▸ Document segment
Two tracks have to date been released from the album as singles – "Ouais" was brought out on 1 December 2008, over a month before the release of the album itself, and "Shoot Shoot" was released on 29 June 2009. "Ouais" received some airplay, but both singles failed to chart. The release of the record was accompanied by a tour of Europe, which started on 23 January 2009 and included a number of dates in France and neighbouring Germany. The band also appeared at a number of music festivals during the summer of 2009, including Francofolies and Solidays.

==Critical reception==

Shoegazing Kids was generally well received by critics who praised the energy and ability of the band. In his review of the album, Iain WhiteTapes lauded Stuck in the Sound's "extreme technical skill", and called the album a "revelling journey through stories of failed relationships, fleeting romances and long nights in Paris bars". Another critic also praised the album, calling it "good pop that is for everyone, both terribly accessible and really exciting". Thomas Lhuillery of Rock'n'France applauded the record's "catchy choruses and intoxicating riffs", and hailed the track "Ouais" as "a perfect illustration of [the band's] frenzied Britpop". In her review, Rita Carvalho of Fluctuat praised the guitar work on "Dirty Waterfalls", comparing it to the style of The Cribs guitarist Johnny Marr. She also commented positively on the arpeggiation on "Teen Tale" and "Playback A.L.". The Soundmag reviewer complimented the "exploding energy" of the two singles, and called the album a "colourful bouquet of fine tunes". Marine Bienvenot described the song "I Love You Dark" as a "pop gem", and stated that the band had succeeded in their combination of melodic power pop and rock guitars, and that this was aided by Fontao's vocals.

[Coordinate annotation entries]
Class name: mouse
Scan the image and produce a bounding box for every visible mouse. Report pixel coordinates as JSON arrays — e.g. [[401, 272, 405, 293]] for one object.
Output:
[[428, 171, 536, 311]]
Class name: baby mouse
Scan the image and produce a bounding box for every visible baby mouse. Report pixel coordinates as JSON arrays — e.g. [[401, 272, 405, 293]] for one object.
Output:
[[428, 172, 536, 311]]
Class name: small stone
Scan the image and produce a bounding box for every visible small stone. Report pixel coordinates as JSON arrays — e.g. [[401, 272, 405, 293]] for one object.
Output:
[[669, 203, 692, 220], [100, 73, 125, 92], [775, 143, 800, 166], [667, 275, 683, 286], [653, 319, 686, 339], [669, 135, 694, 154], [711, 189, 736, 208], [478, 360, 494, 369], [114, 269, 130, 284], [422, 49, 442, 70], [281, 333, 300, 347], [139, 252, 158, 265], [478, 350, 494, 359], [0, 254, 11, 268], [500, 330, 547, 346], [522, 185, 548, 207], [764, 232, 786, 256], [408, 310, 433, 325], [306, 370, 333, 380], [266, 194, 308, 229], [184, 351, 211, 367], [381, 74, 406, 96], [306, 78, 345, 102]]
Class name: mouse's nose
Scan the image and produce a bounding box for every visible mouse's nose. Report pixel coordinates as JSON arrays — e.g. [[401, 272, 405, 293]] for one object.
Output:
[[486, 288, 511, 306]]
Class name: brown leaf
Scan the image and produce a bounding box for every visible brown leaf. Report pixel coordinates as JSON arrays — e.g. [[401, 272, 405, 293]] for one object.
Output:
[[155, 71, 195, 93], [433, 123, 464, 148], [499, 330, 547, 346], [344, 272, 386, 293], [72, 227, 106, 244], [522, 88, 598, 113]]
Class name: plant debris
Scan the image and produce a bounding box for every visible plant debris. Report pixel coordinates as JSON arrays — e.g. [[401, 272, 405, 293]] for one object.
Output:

▸ Problem A
Condense the paragraph of the excerpt about Shoegazing Kids that opens with "Two tracks have to date been released" into a short bulleted list that keeps its main facts.
▸ Problem B
Duplicate the passage of the excerpt about Shoegazing Kids that begins at the words "Two tracks have" and stops after "Francofolies and Solidays.".

▸ Result A
- Two singles have come from the album: "Ouais" on 1 December 2008, more than a month before the album, and "Shoot Shoot" on 29 June 2009.
- "Ouais" got some airplay, but neither single charted.
- A European tour began on 23 January 2009 alongside the record and included dates in France and Germany.
- In summer 2009 the band played several music festivals, including Francofolies and Solidays.

▸ Result B
Two tracks have to date been released from the album as singles – "Ouais" was brought out on 1 December 2008, over a month before the release of the album itself, and "Shoot Shoot" was released on 29 June 2009. "Ouais" received some airplay, but both singles failed to chart. The release of the record was accompanied by a tour of Europe, which started on 23 January 2009 and included a number of dates in France and neighbouring Germany. The band also appeared at a number of music festivals during the summer of 2009, including Francofolies and Solidays.